* Work to complete: Repeat every line of the records below word for word, leaving out the pictures.

==*==

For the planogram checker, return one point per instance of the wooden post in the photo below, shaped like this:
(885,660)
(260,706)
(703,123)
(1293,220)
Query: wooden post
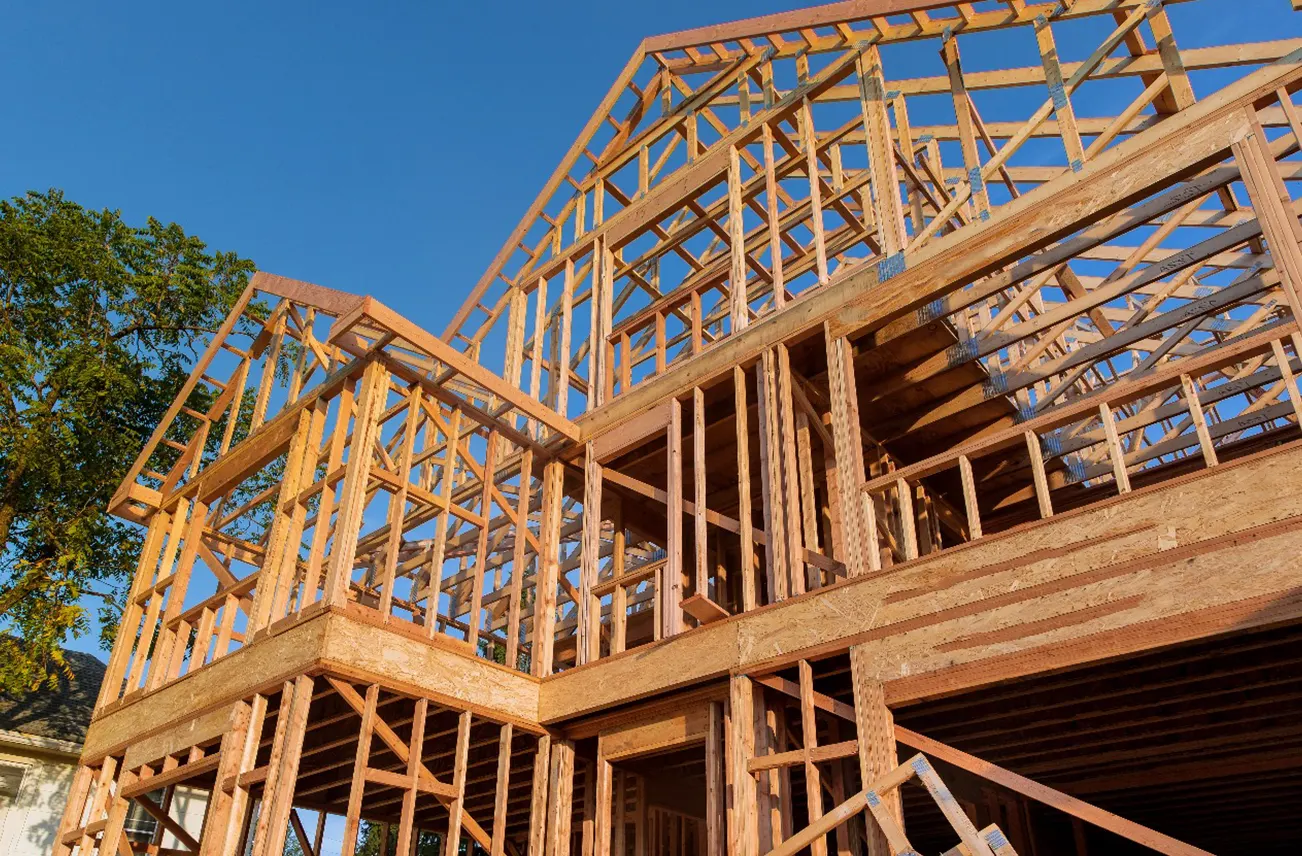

==*==

* Full response:
For the planogram checker, return one point per instance of the wooden post in the photo below, shaped like this:
(885,660)
(260,706)
(703,123)
(1293,220)
Query: wooden post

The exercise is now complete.